■ Page ■
[START]
Posted on April 24th, 2013 No comments
I figured out how to embed Nicovideo files into this site again! It’s a world-class party for all of us!
Genpei Toumaden is one of the most artistic games of the ’80s, one that still resonates with a lot of gamers over there. Impenetrably Japanese in a good way (as opposed to the possession-of-underage-material kind of way), it covers the exploits of the reincarnated Taira-no-Kagekiyo as he tries to recover the three sacred treasures of Japan and defeat his historical nemeses — Minamoto-no-Yoshitsune (the laughy guy who jumps around and throws knives), Benkei (the huge guy), and Minamoto-no-Yoritomo (the last boss).
It’s trivial to get a high score in Genpei, since the game’s packed with little bugs and exploits you can use to play forever and vex the arcade operator. Instead, some gamers have gone on a quest to finish the game with the lowest score possible, an effort that’s been going on for a couple decades now. (These efforts are further inspired by the fact that a lot of things you’d expect to award you points don’t, such as taking energy-recovery candles and defeating Yoritomo.)
The human record is more-or-less 8200 points, which has been refined to the point where the ReplayBurners video posted a couple weeks back includes a table of every point in the game where Kagekiyo has the terrible misfortune of scoring some points. With the power of tools, however, the TASser above has brought that down to 5800 points — scoring points only for nabbing the three required treasures, defeating Benkei three times, and slashing a frog. (He claims that he’ll try getting rid of the frog later, but ran into desyncing problems midway this time around.)
Along the way, he dodges every other major enemy in the game, gets within one candlewick’s length of dying multiple times, and generally makes the numerous denizens of Japanese mythology look like idiots.
Even if you don’t get what’s going on, you gotta love the music, penned by the incredibly prolific Norio Nakagata.
Posted on April 17th, 2013 3 comments
Here’s the first Popeye video game ever made — the Game & Watch one, which Nintendo officially released in August of 1981. This was five months after the arcade release of Donkey Kong and about half a year before Donkey Kong Jr.
It’s fairly well known at this point that Donkey Kong got its start because Shigeru Miyamoto and Gunpei Yokoi had to come up with a new game to replace the slow-selling Radar Scope. What’s lesser-known is that this replacement game was originally meant to star characters from the Popeye cartoons, a license that Nintendo had retained for a number of years by that point. What’s even lesser-known than that is that the Popeye world — in particular, the 1934 short “A Dream Walking” — was the direct inspiration for the entire game.
Here’s Yokoi talking about it, as quoted in the book Game no chichi – Yokoi Gunpei Den, a biography published in 2007:
“There was this Popeye cartoon where Olive was sleepwalking or something, and she was walking through a construction site. Whenever it looked like she was just about to step off her foothold, there’d be this other platform that would show up just in time. That scene really impressed me. I figured we could do a lot with a construction site, so that’s where we took Popeye. Once we decided to have a construction site be the game background, Miyamoto suggested that we have the player dodge barrels rolling down from up above. At that point in time, the ladders were there to just allow you to dodge the rolling barrels; once they passed by, you’d climb back down and then the platform you were on would start climbing again. It was a pretty simple idea at first.
[END]
■ Entries shown ■
[START]
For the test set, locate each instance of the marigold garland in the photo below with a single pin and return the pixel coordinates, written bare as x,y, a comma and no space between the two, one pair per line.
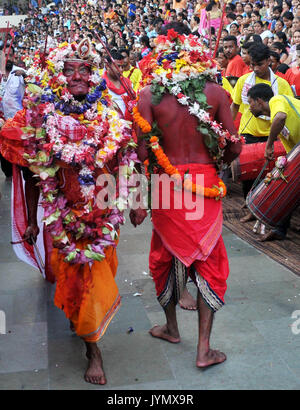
215,192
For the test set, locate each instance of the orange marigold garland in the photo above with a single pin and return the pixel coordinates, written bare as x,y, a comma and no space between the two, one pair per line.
163,161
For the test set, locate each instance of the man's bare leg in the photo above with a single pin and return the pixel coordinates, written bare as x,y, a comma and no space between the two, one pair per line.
94,373
187,301
205,355
169,331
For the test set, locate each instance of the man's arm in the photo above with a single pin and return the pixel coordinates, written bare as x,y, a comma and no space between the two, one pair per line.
32,193
276,128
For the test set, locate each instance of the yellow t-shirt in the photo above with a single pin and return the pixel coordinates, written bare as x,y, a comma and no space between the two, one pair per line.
227,86
290,135
249,124
135,77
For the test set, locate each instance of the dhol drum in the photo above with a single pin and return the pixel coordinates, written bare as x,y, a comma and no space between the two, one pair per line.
279,194
251,161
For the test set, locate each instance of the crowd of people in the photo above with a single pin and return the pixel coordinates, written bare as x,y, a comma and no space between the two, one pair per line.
67,50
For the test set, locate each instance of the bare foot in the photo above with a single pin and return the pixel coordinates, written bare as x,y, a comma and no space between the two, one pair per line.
95,373
162,332
187,301
247,218
210,358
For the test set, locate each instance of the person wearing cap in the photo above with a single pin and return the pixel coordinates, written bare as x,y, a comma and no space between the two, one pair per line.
284,113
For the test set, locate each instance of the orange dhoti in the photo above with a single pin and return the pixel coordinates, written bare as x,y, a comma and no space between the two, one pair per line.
87,293
182,248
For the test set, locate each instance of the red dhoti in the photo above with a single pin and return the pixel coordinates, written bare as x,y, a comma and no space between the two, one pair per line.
181,247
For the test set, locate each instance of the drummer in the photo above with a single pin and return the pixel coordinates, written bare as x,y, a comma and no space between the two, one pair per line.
284,113
251,128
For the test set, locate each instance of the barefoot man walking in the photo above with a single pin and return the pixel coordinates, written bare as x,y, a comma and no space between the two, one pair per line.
182,98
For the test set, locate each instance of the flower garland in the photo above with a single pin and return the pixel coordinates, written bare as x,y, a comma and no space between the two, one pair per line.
85,135
280,164
181,66
163,161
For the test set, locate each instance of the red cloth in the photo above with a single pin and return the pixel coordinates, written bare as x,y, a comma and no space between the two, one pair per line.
197,244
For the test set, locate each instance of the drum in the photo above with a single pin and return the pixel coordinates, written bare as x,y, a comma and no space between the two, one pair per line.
272,201
251,161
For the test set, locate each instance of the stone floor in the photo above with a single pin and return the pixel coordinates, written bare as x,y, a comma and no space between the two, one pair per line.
255,328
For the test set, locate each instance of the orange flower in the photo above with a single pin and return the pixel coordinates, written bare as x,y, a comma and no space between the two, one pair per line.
215,192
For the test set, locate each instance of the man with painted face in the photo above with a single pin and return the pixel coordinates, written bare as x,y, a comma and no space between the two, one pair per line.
284,113
255,129
76,143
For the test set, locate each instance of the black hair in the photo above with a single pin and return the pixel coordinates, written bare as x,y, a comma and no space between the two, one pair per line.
279,45
231,16
259,52
275,55
230,38
282,36
277,8
263,91
253,37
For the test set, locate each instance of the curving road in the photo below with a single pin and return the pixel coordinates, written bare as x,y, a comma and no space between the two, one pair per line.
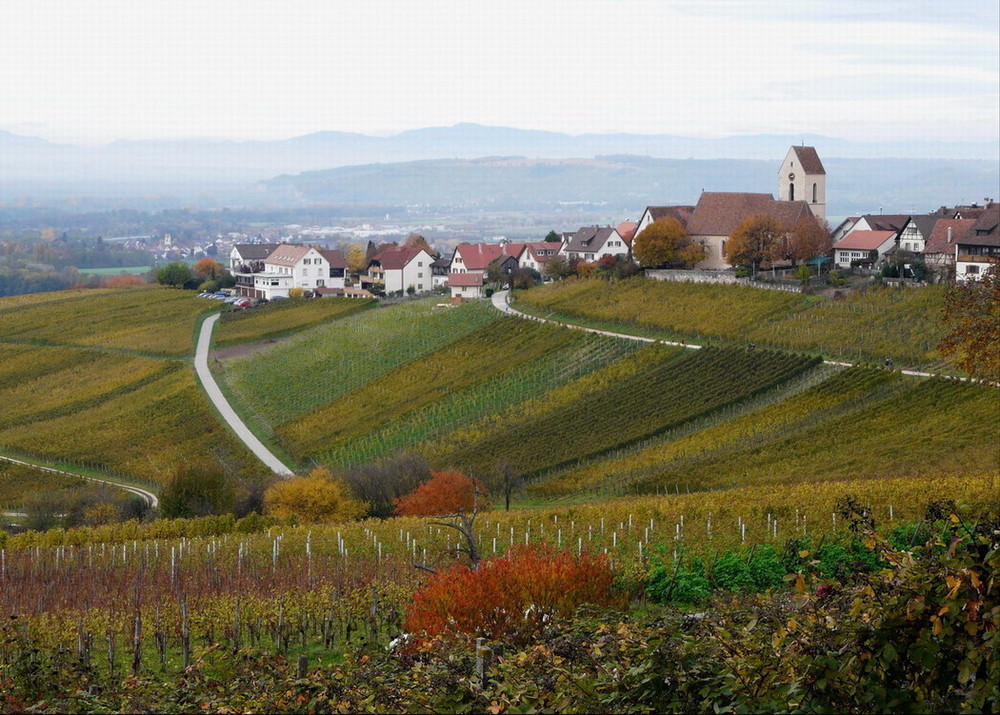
222,404
500,303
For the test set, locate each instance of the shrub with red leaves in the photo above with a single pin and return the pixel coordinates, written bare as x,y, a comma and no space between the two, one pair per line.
511,597
444,493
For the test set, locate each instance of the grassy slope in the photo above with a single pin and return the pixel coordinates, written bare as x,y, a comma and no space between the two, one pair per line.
100,379
904,324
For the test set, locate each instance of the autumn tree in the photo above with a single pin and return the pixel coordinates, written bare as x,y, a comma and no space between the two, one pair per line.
196,488
457,500
757,238
380,484
972,311
317,497
809,238
444,493
357,260
666,241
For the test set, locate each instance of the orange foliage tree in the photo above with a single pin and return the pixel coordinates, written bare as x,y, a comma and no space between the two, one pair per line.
444,493
511,597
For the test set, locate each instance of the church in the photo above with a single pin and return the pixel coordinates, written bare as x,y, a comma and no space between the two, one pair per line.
801,193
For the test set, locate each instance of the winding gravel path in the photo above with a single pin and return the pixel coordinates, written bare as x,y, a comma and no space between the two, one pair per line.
147,496
222,404
500,303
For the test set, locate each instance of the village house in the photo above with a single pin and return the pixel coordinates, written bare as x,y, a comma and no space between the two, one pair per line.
939,250
591,243
863,246
270,271
469,263
980,246
397,268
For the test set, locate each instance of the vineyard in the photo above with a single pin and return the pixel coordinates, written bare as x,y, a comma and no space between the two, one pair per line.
278,318
145,320
472,364
148,600
96,380
19,484
307,372
666,393
858,421
519,382
868,326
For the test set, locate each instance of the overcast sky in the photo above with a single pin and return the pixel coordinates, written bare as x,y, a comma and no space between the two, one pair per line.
97,70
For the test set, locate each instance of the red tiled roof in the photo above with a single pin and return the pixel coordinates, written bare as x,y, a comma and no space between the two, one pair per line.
681,213
938,241
809,159
864,240
287,254
589,239
886,222
477,256
394,258
536,247
335,258
465,280
626,229
719,213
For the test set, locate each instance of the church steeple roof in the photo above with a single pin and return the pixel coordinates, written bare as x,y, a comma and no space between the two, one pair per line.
809,159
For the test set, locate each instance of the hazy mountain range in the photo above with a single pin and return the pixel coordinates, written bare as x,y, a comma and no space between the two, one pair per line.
444,166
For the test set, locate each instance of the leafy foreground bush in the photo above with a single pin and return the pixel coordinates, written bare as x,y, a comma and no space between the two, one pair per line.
920,634
513,597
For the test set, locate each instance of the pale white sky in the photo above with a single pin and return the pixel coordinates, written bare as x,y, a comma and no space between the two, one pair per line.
98,70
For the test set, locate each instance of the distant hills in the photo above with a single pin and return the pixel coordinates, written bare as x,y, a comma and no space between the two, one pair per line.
627,184
444,166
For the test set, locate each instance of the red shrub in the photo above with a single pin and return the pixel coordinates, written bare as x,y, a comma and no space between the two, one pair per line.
510,597
443,493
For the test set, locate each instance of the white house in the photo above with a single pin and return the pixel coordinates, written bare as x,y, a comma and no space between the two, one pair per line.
272,270
979,247
537,254
591,243
398,268
858,245
467,273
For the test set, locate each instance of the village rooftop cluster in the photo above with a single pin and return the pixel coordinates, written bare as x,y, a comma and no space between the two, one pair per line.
954,244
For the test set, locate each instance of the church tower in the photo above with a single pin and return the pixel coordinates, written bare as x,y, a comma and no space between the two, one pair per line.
803,178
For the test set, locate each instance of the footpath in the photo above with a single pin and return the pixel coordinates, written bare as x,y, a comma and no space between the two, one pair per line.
211,388
501,302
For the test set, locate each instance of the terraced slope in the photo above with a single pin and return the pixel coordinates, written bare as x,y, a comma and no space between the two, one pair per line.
305,373
904,324
862,422
99,379
668,390
501,364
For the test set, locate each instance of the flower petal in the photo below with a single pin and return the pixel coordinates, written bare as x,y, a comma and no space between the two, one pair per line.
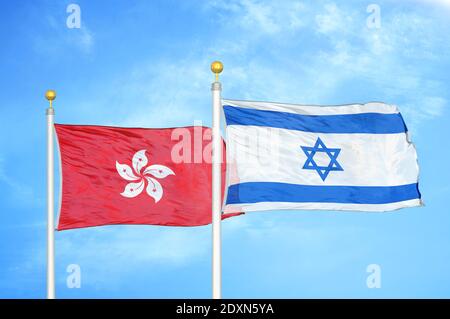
154,189
159,171
133,189
139,161
126,172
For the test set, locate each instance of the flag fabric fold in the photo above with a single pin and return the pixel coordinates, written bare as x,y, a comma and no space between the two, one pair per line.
[END]
■ To do ■
- a) Transcribe the stretch of the video game posts from "The human record" through "prolific Norio Nakagata.".
- b) List every historical nemesis of Taira-no-Kagekiyo that the video game posts name.

■ Exercise solutions ■
- a)
The human record is more-or-less 8200 points, which has been refined to the point where the ReplayBurners video posted a couple weeks back includes a table of every point in the game where Kagekiyo has the terrible misfortune of scoring some points. With the power of tools, however, the TASser above has brought that down to 5800 points — scoring points only for nabbing the three required treasures, defeating Benkei three times, and slashing a frog. (He claims that he’ll try getting rid of the frog later, but ran into desyncing problems midway this time around.)
Along the way, he dodges every other major enemy in the game, gets within one candlewick’s length of dying multiple times, and generally makes the numerous denizens of Japanese mythology look like idiots.
Even if you don’t get what’s going on, you gotta love the music, penned by the incredibly prolific Norio Nakagata.

- b)
- Minamoto-no-Yoshitsune
- Benkei
- Minamoto-no-Yoritomo